TASK 1 ->
In the supply chain law post, on what date was the government's "final" draft, the Referentenentwurf, published?
TASK 2 ->
Quote the supply chain law post word for word, beginning at the words "dual-degree programme English" and stopping after "for legislative debates.".
TASK 3 ->
Rewrite the paragraph of the supply chain law post that begins "Editor's Note: Mercedes is" as a short bulleted list that keeps its main facts.

EXTRACT TO READ ->
○ ○ ○

Editor’s
Note: Mercedes is a recent graduate of the LL.B.
dual-degree programme English and German Law, which is taught jointly by
University College London (UCL) and the University of Cologne. She will sit the
German state exam in early 2022. In September 2020, she joined the Asser
Institute as a research intern for the Doing Business Right project.
I. What
happened so far
It
took Ministers Heil (Labour, SPD), Müller (Development, CSU) and Altmaier
(Economy, CDU) 18 months to agree on a draft for the Lieferkettengesetz (Supply
Chain Law) to be presented soon to the German Bundestag for legislative debates.
For an overview of the different proposals put forward by the Ministries and
NGOs, and political discussion surrounding them, please check my previous
blogs, which you can find here
and here.
You can also watch the panel
discussion on the Lieferkettengesetz that we organized in
November 2020 with Cornelia Heydenreich (Germanwatch), Miriam
Saage-Maaß (European Centre for Constitutional and Human Rights), and Christopher
Patz (European Coalition for Corporate Justice).
On
15 February 2021 the government’s “final”
draft was published – the so-called “Referentenentwurf”. This
initial agreement was met
with relief from all parties involved, as it was preceded by a long-lasting
deadlock. At first, Minister for Economic Affairs, Peter Altmaier, blocked
Cabinet meetings so that the government position paper (“Eckpunkteplan”)

○ ○ ○

DATASET EXCERPT ->
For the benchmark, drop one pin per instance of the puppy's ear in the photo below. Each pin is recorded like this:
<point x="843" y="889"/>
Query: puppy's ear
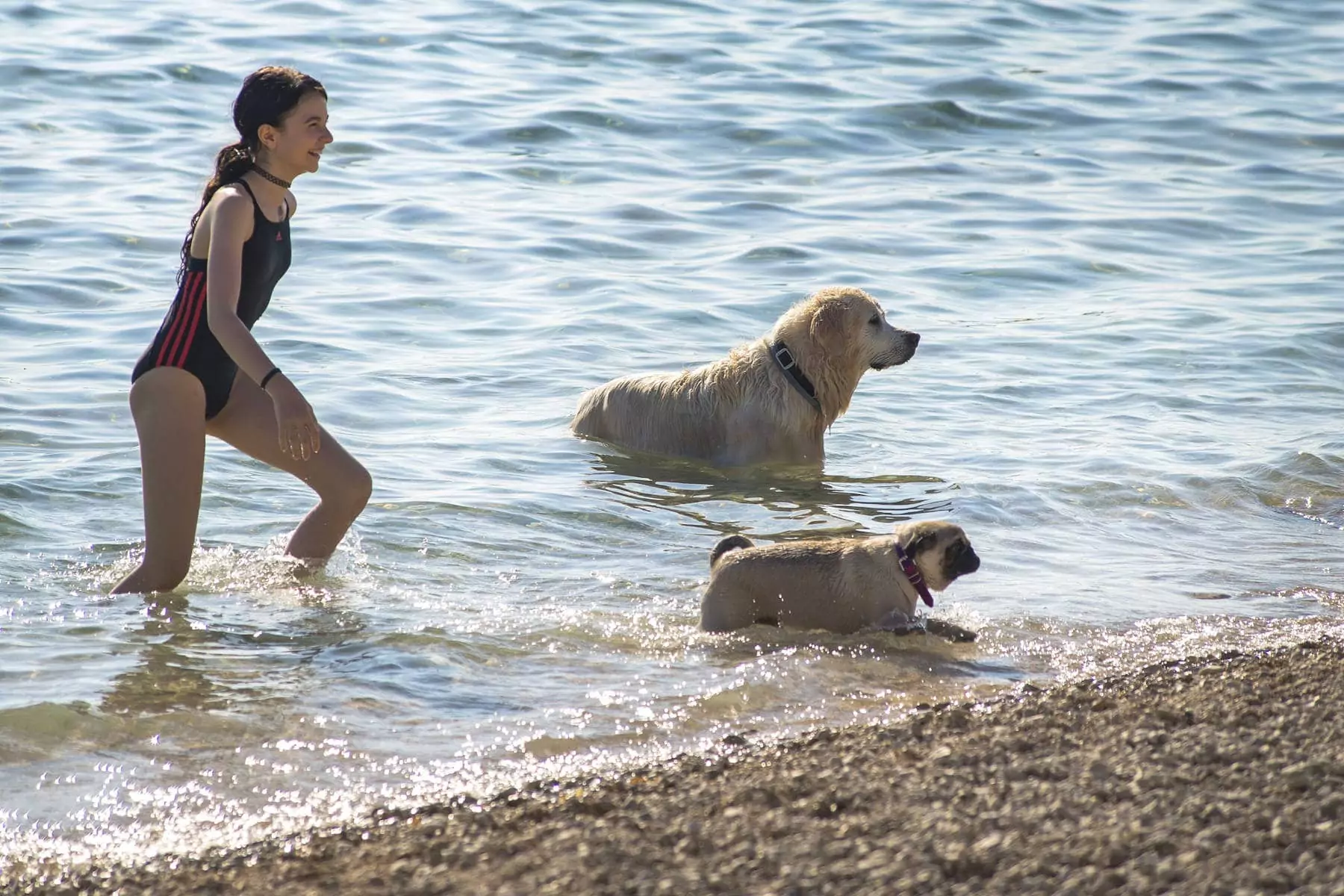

○ ○ ○

TASK RESPONSE 1 ->
15 February 2021

TASK RESPONSE 2 ->
dual-degree programme English and German Law, which is taught jointly by
University College London (UCL) and the University of Cologne. She will sit the
German state exam in early 2022. In September 2020, she joined the Asser
Institute as a research intern for the Doing Business Right project.
I. What
happened so far
It
took Ministers Heil (Labour, SPD), Müller (Development, CSU) and Altmaier
(Economy, CDU) 18 months to agree on a draft for the Lieferkettengesetz (Supply
Chain Law) to be presented soon to the German Bundestag for legislative debates.

TASK RESPONSE 3 ->
- Mercedes recently graduated from the LL.B. dual-degree programme in English and German Law, taught jointly by University College London (UCL) and the University of Cologne.
- She will sit the German state exam in early 2022.
- In September 2020, she joined the Asser Institute as a research intern for the Doing Business Right project.